§ **Selected extract**
::::

A coalition policy to send criminal refugees back to countries where they may be in danger has been slammed as illegal.
The federal coalition on Sunday announced that asylum seekers and other foreigners convicted of serious crimes, punishable by more than one year in jail, would have their visas cancelled and deported.
Under the proposed changes, people who have had their visas cancelled will also lose their right to appeal the cancellation decisions.
Shadow attorney-general George Brandis says the changes are aimed at protecting Australians from foreign criminals.
He says Labor's failed border policies had made Australian streets less safe.
'The coalition is concerned about the link between illegal immigration and crime, and we propose to do something about it,' he told Network Ten.
Asked whether approved refugees would be deported, even if there was a presumption that they faced danger, Senator Brandis said: 'We would rescind the visa.'
International law forbids asylum seekers from being returned to countries where they may be persecuted.

::::

§ **Written instruction 1**
Reproduce the passage of the news report on the coalition's deportation policy from "A coalition policy" to "the cancellation decisions.".
§ **Written instruction 2**
In the records, replace "fern-like" with "feathery" in the lines from the line with "Can you find the cluster" to the line with "[0,0,167,36]", leaving everything else unchanged. Give only those lines.
The news report and the records have no connection to each other.

[Dataset items]

::::

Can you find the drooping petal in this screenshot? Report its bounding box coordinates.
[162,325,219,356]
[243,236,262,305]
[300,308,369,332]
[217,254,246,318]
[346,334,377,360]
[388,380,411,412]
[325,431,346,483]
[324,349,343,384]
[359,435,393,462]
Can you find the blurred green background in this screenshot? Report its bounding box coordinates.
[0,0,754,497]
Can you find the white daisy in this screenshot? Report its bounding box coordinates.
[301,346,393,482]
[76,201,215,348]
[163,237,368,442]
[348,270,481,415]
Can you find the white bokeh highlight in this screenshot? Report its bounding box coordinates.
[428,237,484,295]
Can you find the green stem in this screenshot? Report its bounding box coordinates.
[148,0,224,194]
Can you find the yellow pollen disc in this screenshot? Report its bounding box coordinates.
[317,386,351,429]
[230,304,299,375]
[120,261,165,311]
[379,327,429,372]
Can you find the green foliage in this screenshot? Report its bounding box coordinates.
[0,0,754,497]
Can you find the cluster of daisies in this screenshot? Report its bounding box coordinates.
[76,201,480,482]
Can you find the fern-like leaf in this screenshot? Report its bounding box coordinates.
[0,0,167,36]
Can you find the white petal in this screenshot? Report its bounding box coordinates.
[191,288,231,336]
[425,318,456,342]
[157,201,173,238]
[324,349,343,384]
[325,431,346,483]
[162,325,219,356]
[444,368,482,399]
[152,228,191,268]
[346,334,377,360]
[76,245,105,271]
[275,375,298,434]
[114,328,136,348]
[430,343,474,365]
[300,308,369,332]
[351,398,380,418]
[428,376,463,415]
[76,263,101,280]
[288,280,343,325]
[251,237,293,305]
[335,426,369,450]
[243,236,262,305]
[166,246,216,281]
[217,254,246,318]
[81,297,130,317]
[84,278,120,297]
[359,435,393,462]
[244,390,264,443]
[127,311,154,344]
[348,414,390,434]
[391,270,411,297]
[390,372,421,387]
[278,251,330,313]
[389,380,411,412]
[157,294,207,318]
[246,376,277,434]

::::

§ **Answer 1**
A coalition policy to send criminal refugees back to countries where they may be in danger has been slammed as illegal.
The federal coalition on Sunday announced that asylum seekers and other foreigners convicted of serious crimes, punishable by more than one year in jail, would have their visas cancelled and deported.
Under the proposed changes, people who have had their visas cancelled will also lose their right to appeal the cancellation decisions.

§ **Answer 2**
Can you find the cluster of daisies in this screenshot? Report its bounding box coordinates.
[76,201,480,482]
Can you find the feathery leaf in this screenshot? Report its bounding box coordinates.
[0,0,167,36]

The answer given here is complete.